**Directive:** Every line must be returned precisely as it is written.

=-=-=-=-=

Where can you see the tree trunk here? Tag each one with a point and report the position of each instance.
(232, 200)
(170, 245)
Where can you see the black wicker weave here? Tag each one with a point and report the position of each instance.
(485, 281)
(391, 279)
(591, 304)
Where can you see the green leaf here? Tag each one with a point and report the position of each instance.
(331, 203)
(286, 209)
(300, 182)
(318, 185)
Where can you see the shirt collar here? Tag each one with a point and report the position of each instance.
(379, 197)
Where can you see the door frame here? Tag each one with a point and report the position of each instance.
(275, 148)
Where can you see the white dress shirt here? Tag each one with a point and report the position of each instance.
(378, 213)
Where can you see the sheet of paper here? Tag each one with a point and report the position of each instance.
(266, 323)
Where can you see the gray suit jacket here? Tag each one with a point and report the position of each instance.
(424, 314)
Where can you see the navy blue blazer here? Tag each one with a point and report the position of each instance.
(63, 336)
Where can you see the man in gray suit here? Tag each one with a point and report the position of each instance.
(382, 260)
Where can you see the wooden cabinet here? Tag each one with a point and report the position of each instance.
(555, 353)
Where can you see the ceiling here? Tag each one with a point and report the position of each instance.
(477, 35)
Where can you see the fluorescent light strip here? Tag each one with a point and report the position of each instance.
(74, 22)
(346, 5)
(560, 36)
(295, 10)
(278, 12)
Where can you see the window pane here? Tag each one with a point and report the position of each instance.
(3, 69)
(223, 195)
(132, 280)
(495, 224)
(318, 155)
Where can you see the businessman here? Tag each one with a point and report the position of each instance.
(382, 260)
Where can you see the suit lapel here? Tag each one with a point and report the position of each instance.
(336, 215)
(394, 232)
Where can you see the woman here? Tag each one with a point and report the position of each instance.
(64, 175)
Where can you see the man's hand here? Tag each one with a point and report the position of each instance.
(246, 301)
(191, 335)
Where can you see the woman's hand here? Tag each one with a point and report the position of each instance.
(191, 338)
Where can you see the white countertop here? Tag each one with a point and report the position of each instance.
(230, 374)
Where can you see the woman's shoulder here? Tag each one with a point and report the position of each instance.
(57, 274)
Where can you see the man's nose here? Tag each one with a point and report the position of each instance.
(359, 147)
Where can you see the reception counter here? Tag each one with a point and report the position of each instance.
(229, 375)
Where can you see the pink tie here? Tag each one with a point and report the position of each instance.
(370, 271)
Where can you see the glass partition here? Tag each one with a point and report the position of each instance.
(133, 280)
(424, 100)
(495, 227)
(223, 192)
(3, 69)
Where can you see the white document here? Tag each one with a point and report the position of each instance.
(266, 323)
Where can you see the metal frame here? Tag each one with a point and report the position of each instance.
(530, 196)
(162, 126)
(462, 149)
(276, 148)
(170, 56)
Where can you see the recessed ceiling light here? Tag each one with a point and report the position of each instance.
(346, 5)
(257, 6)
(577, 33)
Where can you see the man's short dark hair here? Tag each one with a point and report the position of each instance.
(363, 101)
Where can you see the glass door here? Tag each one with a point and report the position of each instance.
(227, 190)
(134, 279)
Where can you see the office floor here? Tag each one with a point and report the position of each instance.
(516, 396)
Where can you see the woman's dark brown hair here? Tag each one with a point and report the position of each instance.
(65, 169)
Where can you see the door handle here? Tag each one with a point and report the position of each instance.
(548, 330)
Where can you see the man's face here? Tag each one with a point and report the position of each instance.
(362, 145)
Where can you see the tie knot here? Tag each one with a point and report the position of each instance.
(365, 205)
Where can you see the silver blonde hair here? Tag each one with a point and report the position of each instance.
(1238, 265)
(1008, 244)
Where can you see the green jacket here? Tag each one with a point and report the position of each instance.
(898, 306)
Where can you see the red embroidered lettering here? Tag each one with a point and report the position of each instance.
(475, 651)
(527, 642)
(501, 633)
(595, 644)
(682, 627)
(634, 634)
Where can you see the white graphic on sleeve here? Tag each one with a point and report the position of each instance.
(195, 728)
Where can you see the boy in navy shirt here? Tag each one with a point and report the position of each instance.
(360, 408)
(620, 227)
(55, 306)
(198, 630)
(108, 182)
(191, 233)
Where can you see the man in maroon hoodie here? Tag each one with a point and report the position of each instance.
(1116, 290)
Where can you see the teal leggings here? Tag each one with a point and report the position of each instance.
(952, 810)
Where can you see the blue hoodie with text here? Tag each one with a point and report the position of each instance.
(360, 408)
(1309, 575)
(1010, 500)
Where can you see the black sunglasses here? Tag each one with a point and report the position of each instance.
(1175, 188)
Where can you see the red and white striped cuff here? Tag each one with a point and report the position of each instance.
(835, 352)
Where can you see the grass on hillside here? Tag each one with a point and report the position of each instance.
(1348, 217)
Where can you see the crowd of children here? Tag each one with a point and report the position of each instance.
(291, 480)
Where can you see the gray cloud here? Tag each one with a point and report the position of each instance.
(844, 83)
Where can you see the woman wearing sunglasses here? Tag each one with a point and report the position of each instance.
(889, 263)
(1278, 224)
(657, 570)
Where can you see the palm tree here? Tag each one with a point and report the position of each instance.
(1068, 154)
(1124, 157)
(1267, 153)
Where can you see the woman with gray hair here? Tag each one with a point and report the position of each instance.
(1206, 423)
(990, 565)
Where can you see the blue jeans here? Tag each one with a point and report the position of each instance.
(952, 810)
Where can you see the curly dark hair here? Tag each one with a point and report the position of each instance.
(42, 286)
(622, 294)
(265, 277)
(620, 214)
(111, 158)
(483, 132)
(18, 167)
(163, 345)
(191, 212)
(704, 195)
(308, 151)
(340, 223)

=-=-=-=-=

**Result of the task:**
Where can you see the tree trunk here? Tag each one with a point and report the position of each instance.
(232, 200)
(170, 245)
Where can you see the black wicker weave here? Tag each one with a point and report the position of each instance.
(485, 281)
(391, 279)
(591, 304)
Where can you see the green leaf here? Tag each one with a point and report the position of each instance.
(331, 203)
(286, 209)
(300, 182)
(318, 185)
Where can you see the shirt collar here? Tag each one with a point and report the position of each instance.
(379, 197)
Where can you see the door frame here? Tag each one with a point and report the position of each instance.
(275, 148)
Where can you see the white dress shirt here? Tag each one with a point and report the position of each instance.
(378, 213)
Where can you see the sheet of paper here? Tag each one with a point and report the position of each instance.
(266, 323)
Where can you see the gray suit jacket here? Tag each one with a point and report the position of each instance.
(424, 314)
Where can you see the navy blue blazer here? Tag each one with a point and report the position of each instance.
(63, 336)
Where can you see the man in gray suit here? Tag each one with a point and report the position of each instance.
(382, 260)
Where can you see the wooden cabinet here? Tag each one with a point and report the position of each instance.
(555, 353)
Where can you see the ceiling here? Tag each one with a point and report the position of each instance.
(477, 35)
Where can you see the fluorescent light strip here? Tag each one with a point and report the position of each instance.
(74, 22)
(346, 5)
(560, 36)
(295, 10)
(278, 12)
Where can you see the window pane here? Tag each one with a point and report the position of each instance.
(3, 69)
(223, 195)
(132, 280)
(495, 224)
(318, 155)
Where can you see the businessman here? Tag each one with a point and report the position of each instance.
(382, 260)
Where can you see the suit lapel here? Tag each one with a point and report the position of each instance.
(336, 215)
(394, 232)
Where can you see the woman here? Tag each one with a point and report the position of each instance.
(64, 175)
Where can you see the man's hand here? Tag each one with a point and report the position of each instance.
(246, 301)
(191, 335)
Where can you see the woman's hand here? Tag each one with a point and report the position of each instance.
(191, 338)
Where can you see the white countertop here? Tag each one with a point and report the position of each instance.
(230, 374)
Where can you see the woman's shoulder here? Tag each one with a point and report the position of each instance.
(57, 274)
Where can you see the man's nose here? Tag each one with a point and report the position of each instance.
(359, 147)
Where can you see the reception counter here? Tag each one with a point and report the position of each instance.
(229, 375)
Where can you see the pink tie here? Tag each one with a point and report the position of each instance.
(370, 271)
Where can you see the glass partition here? Tag each one with a point and report the position of each instance.
(133, 280)
(424, 100)
(495, 227)
(223, 192)
(3, 69)
Where can you see the white document here? Tag each one with a point and report the position of each instance.
(266, 323)
Where can you see the metal frame here? Tag each one with a point and report the position of each instance.
(530, 196)
(162, 126)
(462, 149)
(276, 148)
(170, 56)
Where can you see the recessed ceiling light here? Tag each one with a point and report the position of each instance.
(346, 5)
(257, 6)
(577, 33)
Where can you see the man's short dark hair here? Tag each one with a point and report the position of each instance.
(363, 101)
Where can you see the glass door here? Tag each one with a point and report the position of each instance.
(227, 190)
(134, 279)
Where can you see the office floor here? Tag each one with a point and report the position of each instance.
(516, 396)
Where can you see the woman's dark brown hair here? Tag each one with a point and report the position of each instance.
(65, 169)
Where can you see the door handle here? Tag each one with a point and report the position of each instance.
(548, 330)
Where can you see the man's face here? Tag each one with a point and report the position of each instance.
(362, 145)
Where can you see the tie knot here? Tag each one with a point and report the position of each instance.
(365, 205)
Where can you see the silver blonde hair here? Tag each one with a point and report the position of each instance.
(1238, 265)
(1008, 244)
Where can you see the green jacket here? Tag each one with a point and report the position of each instance.
(898, 306)
Where can you see the red embroidered lettering here? Tag each one with a point and report the position of each instance.
(475, 651)
(527, 642)
(501, 633)
(595, 644)
(682, 627)
(634, 634)
Where can you see the white graphic on sleeve here? Tag each one with a point and report the position of each instance.
(195, 728)
Where can you see the boy in navy shirt here? Tag each one with a point and report the position of each instance.
(360, 408)
(620, 227)
(55, 306)
(198, 630)
(108, 182)
(191, 233)
Where can you see the man in maroon hoodie here? Tag each one with a point and report the position of each instance.
(1116, 290)
Where can you see the teal leggings here? Tag each one with a point and report the position of each instance.
(952, 810)
Where can you see the blue hoodie with text here? Tag each one with a point and report the position of each instance.
(360, 408)
(1309, 575)
(1010, 500)
Where can you see the black sunglasses here? Tag each one with a point and report the position of each instance.
(1175, 188)
Where can you see the red and white striped cuff here? Tag each one with a point and report the position of each instance.
(835, 352)
Where can you see the grass on hillside here? Tag each one with a point and report the position of each instance.
(1348, 217)
Where can you see the crowd of children here? Tag each one with a point and report the position of each instance.
(291, 480)
Where can you see the gray cloud here? Tag each one with a point and report the position of each instance.
(844, 83)
Where can you see the woman wearing sunglasses here? Tag each one with a point and report the position of each instance.
(889, 263)
(1278, 224)
(657, 570)
Where can you see the palm tree here? Tag each one with a point and report the position of each instance.
(1068, 154)
(1124, 157)
(1267, 153)
Where can you see the woman with gray hair here? Tag each one with a point and report the position of each instance.
(1206, 423)
(990, 565)
Where can you see the blue jeans here? Tag each one with a point and report the position of each instance.
(952, 810)
Where can you see the curly dark hair here? Tag each one with a point and report the position of each instance.
(42, 286)
(622, 294)
(265, 277)
(620, 214)
(111, 158)
(483, 132)
(18, 167)
(163, 345)
(191, 212)
(704, 195)
(308, 151)
(340, 223)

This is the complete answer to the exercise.